*Material provided*:
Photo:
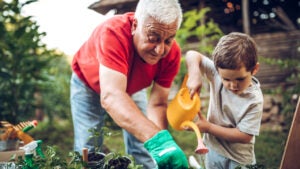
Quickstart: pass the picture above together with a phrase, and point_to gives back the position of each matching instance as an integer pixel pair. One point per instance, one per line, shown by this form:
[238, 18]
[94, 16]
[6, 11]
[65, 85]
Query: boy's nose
[233, 85]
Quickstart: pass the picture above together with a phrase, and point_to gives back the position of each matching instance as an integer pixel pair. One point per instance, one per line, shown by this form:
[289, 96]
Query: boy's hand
[166, 152]
[202, 123]
[194, 85]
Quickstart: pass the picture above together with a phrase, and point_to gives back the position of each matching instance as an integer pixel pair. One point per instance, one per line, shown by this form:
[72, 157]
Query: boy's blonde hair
[234, 51]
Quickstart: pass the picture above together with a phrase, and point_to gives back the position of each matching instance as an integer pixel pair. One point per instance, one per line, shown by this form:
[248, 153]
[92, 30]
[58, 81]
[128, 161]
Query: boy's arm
[193, 62]
[229, 134]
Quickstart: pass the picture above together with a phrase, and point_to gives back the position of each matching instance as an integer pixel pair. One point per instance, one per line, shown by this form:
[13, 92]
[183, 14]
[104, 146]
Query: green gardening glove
[166, 152]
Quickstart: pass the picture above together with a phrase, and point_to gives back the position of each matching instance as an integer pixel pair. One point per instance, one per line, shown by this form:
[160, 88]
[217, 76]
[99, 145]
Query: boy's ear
[255, 69]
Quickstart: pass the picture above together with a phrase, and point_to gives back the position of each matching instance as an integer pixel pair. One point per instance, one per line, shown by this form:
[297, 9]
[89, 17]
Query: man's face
[153, 40]
[236, 80]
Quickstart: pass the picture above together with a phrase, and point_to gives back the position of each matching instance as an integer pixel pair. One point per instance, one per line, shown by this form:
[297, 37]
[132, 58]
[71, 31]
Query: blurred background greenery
[35, 85]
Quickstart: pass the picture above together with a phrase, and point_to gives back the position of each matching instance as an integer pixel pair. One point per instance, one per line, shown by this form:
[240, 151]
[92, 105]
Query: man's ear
[255, 69]
[134, 26]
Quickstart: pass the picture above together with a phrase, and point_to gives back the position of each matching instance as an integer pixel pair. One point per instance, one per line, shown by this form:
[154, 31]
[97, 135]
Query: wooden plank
[290, 159]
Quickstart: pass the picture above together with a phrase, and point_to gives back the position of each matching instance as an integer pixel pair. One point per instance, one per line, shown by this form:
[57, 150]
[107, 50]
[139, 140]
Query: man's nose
[160, 48]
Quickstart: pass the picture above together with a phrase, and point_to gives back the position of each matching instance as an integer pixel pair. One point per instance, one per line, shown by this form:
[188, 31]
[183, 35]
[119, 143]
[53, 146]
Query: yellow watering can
[182, 110]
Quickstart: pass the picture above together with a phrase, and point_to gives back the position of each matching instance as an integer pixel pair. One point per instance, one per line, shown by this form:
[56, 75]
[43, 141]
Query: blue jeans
[88, 113]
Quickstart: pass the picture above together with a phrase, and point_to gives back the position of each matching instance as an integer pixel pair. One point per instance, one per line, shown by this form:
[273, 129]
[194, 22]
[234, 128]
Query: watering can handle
[183, 84]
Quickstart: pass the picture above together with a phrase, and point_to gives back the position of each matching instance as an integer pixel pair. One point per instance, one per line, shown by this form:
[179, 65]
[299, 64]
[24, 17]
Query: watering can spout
[201, 149]
[182, 110]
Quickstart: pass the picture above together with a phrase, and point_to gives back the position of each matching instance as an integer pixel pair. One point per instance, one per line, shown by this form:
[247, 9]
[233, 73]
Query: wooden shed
[277, 37]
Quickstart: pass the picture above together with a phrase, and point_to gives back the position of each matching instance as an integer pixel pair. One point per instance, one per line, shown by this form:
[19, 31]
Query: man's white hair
[164, 11]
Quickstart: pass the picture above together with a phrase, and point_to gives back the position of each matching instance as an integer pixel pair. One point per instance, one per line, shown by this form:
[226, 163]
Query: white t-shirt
[227, 109]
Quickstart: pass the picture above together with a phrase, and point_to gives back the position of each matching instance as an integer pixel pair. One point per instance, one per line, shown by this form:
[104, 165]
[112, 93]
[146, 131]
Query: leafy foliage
[196, 28]
[27, 68]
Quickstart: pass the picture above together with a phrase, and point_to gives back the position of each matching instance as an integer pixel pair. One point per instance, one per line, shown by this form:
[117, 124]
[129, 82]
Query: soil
[97, 161]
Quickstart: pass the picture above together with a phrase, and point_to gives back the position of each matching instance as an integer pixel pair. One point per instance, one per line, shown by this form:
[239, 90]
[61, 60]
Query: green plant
[112, 159]
[196, 28]
[29, 71]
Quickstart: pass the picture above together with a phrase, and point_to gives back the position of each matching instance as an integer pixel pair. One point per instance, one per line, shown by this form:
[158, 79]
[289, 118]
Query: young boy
[236, 101]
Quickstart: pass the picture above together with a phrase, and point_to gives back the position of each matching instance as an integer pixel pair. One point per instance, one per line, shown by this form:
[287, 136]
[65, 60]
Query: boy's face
[237, 80]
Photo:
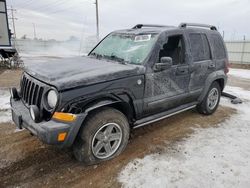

*Problem details*: Your task is to reproduce every record exactly while omitting the pictures.

*Response below*:
Photo:
Quickstart: pass the picture above together with a phrase, and point_to gives back the position of each matching instance as an integer pixel pair. One point per instance, one per line, shown by this form:
[238, 18]
[94, 16]
[6, 11]
[65, 85]
Query: boy's nose
[233, 85]
Quickstart: pass the picture above together with a phrase, and point_to gives back the position of each matching instance as an integer pixel pair. One point per instance, one per line, shown by this form:
[289, 96]
Query: boy's hand
[166, 152]
[202, 123]
[194, 85]
Quickstart: pass the picture above together with a phrase, and point_to gives back the position of each matching instance as an integer pixel pair. One point per instance, one per line, shown by this form:
[72, 157]
Query: boy's blonde hair
[234, 51]
Quickstart: pass the picture above together with a phrase, and point_to gives back the position of each matching instance as an integer pixel pair. One point per instance, one per line, shown by this form:
[248, 153]
[92, 30]
[58, 81]
[128, 161]
Query: boy's arm
[193, 62]
[229, 134]
Quickstart: pass the picture above together with a phrase, and point_to gives back the position of each matching instance as an integer pixel pair. One point per instance, one per line, shown by this form:
[13, 92]
[183, 14]
[104, 146]
Query: green gardening glove
[166, 152]
Quickstart: pass the picture above together with a phrase, and point_to gives back the position of each matching instance as an integer pixel pair. One point per instance, one per line, shown by this form:
[160, 88]
[217, 76]
[99, 145]
Query: boy's ear
[255, 69]
Quickstart: pass the picture above together with a phrase, and point_to gives back the position of each matching instance as an integer pixel pair. One point per instance, one per line, shown by this form:
[297, 9]
[89, 17]
Query: man's face
[153, 40]
[236, 80]
Quickstart: pass the picture above together with a phrase, and point_to gives back the position of each matching instance as an integer pixel pair. One point per instance, one per line, shown by this form:
[297, 37]
[132, 58]
[71, 31]
Query: blurred background greenery
[35, 85]
Quickstart: pass the picture above together with a phrase, and point_to gives back the position of each matching instance as an integer pixel pair. One point per instance, one per line, shown by this form:
[240, 151]
[92, 105]
Query: man's ear
[255, 69]
[134, 26]
Quickstart: pass the picture above together with a phrase, and point_to gives back the position of each matching instance as an integer pixel pair. One point per instance, one per line, shown by this form:
[154, 31]
[97, 135]
Query: wooden plank
[290, 159]
Quickstart: pass the picture above together with a phrase, and point_to gives back the position of each matching instance as an integer pixel pair. One point per instance, one per line, shown by this form:
[57, 150]
[107, 50]
[139, 140]
Query: man's nose
[160, 48]
Quickstart: pass the picture above together with a phrase, and point_to gives back the position of each matching instance as an integer pixel pair. One point per instance, one per line, shown by this form:
[188, 31]
[183, 35]
[119, 143]
[53, 146]
Query: yellow watering can
[182, 110]
Quickstart: pass the picture above together with a phrase, and point_to gives back the position of each matching instance as an integer pixel pair. One point per instance, one per line, shown by this form:
[56, 75]
[43, 141]
Query: blue jeans
[88, 113]
Quickstart: pass the picture above together with a phrase, and point_to gives back the position of each matching instance as an integer pixel pair. One point per instance, one per line, shown by this form:
[273, 129]
[194, 22]
[234, 128]
Query: watering can handle
[183, 84]
Quickstart: pass the picture above together with a phrase, and point_to gives back the position of each matching instance as an integer pixel pair. One point per instance, one per line, shown by this form:
[179, 65]
[299, 64]
[24, 17]
Query: watering can spout
[201, 149]
[182, 110]
Quickstart: pass the picture above together with a phrase, and point_to gives back the position of each matching instance as an integer pixel pair. One point per instance, one per line, shown by this form:
[247, 9]
[233, 73]
Query: wooden shed
[277, 37]
Quickstart: pass the picture above together with a phrase, and point_to gives back the position of each matching instance as an integer pixel pair. One point per instance, one per line, shown by this form:
[19, 31]
Query: man's white hair
[164, 11]
Quickstart: pass the picture above together with a phrase, and point_to gives back the position of each matching instance as an integer pixel pair. One point per instance, one per line, shown by this form:
[226, 163]
Query: white t-shirt
[227, 109]
Quickstart: pass the picture above together with a phrase, and point_to gives back the position of each matching instance as an integer pixel pair. One point per instance, one per line, shown by this form:
[104, 165]
[112, 93]
[146, 131]
Query: leafy foliage
[196, 28]
[27, 68]
Quickstart: pass the picture above together with a phrase, and point_to gives back the position of each matching instance as an integer pixel pair. One point per instance, one per line, shown by this form:
[117, 124]
[129, 82]
Query: soil
[97, 161]
Quickstart: pass the picture above together with a phrase, and point_to gives back the position of each matching instance as an integer pixel pair. One point per instance, one per line, shown by this form:
[239, 90]
[61, 60]
Query: green plant
[112, 159]
[196, 28]
[29, 71]
Quickstart: pass the picture above together with a phrase, and point_to gives back the position of each matching instance as an integer pixel pair. One point per instance, one per line, shown by this form:
[158, 79]
[289, 118]
Query: young boy
[236, 101]
Quickstart: pass the picture above together with a phrase, and point_to gives back the position of each matching instance as an integer pixel pair. One point per instance, one per line, shown by this form:
[287, 136]
[65, 60]
Query: boy's face
[237, 80]
Photo:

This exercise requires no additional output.